__What the task asks__
Rewrite the part that opens with the line containing "Localize red stadium" and closes with the line containing "xmin=628 ymin=225 xmax=655 ymax=260", changing "Localize" to "Locate" and leaving everything else as it is.

__Exercise materials__
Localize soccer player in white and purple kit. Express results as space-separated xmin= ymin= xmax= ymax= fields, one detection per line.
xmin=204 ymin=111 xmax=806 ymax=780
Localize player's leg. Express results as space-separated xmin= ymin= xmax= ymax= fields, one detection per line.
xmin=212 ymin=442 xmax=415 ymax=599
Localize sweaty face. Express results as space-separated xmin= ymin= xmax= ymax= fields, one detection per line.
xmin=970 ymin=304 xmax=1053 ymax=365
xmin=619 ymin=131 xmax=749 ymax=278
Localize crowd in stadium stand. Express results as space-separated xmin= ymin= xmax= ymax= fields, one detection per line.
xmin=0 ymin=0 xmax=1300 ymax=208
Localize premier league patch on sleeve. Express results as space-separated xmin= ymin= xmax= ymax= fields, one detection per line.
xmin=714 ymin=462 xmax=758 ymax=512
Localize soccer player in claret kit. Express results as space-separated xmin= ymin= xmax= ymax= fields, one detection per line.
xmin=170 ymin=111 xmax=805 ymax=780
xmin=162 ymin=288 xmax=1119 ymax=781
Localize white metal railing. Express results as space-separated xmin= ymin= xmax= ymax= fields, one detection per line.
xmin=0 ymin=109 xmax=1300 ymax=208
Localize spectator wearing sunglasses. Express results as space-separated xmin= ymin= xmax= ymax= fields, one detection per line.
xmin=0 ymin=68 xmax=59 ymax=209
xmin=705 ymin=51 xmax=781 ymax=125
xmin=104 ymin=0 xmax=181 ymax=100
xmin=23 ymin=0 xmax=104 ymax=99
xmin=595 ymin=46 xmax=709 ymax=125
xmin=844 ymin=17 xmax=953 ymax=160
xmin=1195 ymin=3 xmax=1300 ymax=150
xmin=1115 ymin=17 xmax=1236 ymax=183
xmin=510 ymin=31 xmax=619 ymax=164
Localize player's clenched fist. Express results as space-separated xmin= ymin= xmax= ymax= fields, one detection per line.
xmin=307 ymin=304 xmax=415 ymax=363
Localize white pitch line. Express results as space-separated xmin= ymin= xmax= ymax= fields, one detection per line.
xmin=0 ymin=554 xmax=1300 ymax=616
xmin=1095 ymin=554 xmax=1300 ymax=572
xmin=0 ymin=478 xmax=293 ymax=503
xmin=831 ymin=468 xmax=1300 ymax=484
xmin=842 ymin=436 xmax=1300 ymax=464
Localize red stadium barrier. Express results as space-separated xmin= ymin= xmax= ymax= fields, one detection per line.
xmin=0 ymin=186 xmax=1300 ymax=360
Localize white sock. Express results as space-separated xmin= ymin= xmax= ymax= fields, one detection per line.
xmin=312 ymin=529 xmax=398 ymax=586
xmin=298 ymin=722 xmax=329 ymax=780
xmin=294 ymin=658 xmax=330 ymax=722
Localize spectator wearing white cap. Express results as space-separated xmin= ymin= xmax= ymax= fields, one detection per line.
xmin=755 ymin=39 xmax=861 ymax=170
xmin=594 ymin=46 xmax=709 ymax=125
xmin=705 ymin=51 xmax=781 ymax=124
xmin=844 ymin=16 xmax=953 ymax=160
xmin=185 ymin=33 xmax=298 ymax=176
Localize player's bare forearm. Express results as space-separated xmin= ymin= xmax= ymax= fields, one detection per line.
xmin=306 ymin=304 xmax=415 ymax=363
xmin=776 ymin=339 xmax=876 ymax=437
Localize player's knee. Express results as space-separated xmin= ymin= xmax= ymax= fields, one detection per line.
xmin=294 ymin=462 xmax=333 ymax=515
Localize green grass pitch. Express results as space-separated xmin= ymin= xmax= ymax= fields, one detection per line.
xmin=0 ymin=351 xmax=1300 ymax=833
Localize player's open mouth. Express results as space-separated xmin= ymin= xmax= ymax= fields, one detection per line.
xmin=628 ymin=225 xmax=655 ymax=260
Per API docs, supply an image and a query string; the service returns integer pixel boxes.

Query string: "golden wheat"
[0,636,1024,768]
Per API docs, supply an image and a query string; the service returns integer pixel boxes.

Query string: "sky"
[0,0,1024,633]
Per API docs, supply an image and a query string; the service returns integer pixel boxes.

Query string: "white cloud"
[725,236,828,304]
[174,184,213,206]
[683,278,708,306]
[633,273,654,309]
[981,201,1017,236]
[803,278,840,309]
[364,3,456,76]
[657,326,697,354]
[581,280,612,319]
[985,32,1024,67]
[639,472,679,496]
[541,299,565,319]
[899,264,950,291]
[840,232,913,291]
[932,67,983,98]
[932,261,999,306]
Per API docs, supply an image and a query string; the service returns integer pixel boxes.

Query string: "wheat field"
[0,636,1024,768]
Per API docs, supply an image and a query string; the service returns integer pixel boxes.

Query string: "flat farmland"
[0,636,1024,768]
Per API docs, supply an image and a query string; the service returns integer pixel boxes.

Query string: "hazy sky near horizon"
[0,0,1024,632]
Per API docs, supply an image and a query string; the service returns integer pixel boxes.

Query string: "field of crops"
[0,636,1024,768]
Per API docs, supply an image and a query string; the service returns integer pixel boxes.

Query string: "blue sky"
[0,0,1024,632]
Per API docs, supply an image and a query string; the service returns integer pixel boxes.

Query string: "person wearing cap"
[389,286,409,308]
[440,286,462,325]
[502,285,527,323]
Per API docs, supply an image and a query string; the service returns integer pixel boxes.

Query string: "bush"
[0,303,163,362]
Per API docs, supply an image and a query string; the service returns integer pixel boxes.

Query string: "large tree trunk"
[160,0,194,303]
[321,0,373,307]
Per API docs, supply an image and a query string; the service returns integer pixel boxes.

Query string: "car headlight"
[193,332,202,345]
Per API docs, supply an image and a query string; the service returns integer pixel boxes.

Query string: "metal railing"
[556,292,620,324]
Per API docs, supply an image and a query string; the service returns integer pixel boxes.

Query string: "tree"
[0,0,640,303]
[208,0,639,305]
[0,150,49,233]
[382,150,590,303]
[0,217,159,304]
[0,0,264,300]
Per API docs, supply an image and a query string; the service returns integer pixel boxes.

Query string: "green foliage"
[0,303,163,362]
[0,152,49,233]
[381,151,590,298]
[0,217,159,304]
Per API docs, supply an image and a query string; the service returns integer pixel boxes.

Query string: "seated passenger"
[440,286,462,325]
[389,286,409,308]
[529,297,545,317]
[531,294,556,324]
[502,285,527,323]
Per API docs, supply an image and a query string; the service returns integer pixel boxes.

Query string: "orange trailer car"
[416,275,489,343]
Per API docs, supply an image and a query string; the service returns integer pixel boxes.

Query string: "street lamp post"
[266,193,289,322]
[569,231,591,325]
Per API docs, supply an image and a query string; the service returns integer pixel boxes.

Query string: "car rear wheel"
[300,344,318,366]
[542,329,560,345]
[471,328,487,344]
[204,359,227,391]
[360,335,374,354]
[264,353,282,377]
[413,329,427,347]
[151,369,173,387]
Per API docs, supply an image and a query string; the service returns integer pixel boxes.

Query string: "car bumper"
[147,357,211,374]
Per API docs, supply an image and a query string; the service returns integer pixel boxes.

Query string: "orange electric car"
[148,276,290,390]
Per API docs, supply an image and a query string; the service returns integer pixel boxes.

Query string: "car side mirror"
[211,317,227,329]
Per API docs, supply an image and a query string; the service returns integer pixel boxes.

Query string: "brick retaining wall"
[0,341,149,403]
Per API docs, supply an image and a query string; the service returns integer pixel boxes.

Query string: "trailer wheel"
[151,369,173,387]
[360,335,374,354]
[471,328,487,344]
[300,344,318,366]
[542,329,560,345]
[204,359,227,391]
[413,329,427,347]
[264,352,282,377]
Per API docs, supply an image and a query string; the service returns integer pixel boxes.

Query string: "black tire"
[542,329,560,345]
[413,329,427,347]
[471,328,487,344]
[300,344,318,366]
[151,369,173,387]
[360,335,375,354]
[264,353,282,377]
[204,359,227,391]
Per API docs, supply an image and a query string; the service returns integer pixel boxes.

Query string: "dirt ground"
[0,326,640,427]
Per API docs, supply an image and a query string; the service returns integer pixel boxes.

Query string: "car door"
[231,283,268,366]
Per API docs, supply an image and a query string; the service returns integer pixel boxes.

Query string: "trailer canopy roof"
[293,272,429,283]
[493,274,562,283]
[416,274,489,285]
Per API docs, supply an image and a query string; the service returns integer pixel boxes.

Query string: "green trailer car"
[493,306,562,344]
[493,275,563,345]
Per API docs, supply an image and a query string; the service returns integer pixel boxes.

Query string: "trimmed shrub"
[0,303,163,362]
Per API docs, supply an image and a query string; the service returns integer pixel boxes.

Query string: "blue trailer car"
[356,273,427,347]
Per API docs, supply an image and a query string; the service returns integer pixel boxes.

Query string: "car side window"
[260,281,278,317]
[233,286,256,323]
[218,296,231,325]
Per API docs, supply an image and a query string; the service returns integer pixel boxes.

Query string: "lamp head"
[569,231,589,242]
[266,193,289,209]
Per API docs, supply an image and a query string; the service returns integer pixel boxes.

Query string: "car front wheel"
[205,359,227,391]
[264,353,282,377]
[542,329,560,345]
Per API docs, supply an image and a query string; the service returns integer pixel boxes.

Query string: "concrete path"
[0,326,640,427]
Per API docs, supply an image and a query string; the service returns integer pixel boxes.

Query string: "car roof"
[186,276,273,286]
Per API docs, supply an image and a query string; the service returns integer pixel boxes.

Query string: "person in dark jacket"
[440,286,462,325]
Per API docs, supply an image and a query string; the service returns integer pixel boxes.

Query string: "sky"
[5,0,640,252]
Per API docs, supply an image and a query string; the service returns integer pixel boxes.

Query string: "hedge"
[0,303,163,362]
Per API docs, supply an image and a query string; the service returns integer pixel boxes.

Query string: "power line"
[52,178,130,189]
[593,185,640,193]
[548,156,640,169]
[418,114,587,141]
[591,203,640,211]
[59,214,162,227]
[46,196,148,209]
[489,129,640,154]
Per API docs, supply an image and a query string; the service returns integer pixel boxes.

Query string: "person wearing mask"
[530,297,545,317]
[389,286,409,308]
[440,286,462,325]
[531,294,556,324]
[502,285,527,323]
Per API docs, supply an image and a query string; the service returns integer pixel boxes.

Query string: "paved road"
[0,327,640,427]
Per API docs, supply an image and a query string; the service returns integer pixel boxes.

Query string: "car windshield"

__Solution below__
Locate red stadium barrier. Express results as space-separated xmin= ymin= xmax= ymax= fields, one detection per line.
xmin=0 ymin=186 xmax=1300 ymax=360
Locate white sock. Express results as space-separated xmin= ymin= xmax= ymax= fields, one detection per line.
xmin=312 ymin=529 xmax=398 ymax=586
xmin=298 ymin=722 xmax=329 ymax=780
xmin=294 ymin=658 xmax=330 ymax=722
Locate spectator wearing white cap. Express results as space-separated xmin= ymin= xmax= ymax= fields, one detection per line.
xmin=755 ymin=39 xmax=861 ymax=170
xmin=594 ymin=46 xmax=709 ymax=125
xmin=705 ymin=51 xmax=781 ymax=124
xmin=844 ymin=16 xmax=953 ymax=160
xmin=185 ymin=33 xmax=298 ymax=176
Locate player's bare forearm. Express results as space-separated xmin= ymin= xmax= ymax= fields, one detection per line.
xmin=306 ymin=304 xmax=415 ymax=363
xmin=776 ymin=339 xmax=876 ymax=437
Locate player's knee. Express results as space-separated xmin= ymin= xmax= ymax= fields, one detection per line.
xmin=294 ymin=462 xmax=333 ymax=515
Locate green grass pitch. Express results as space-separated xmin= ymin= xmax= ymax= fields, one detection per line.
xmin=0 ymin=351 xmax=1300 ymax=833
Locate player's open mouth. Express results as space-separated xmin= ymin= xmax= ymax= fields, one detection per line.
xmin=628 ymin=225 xmax=655 ymax=260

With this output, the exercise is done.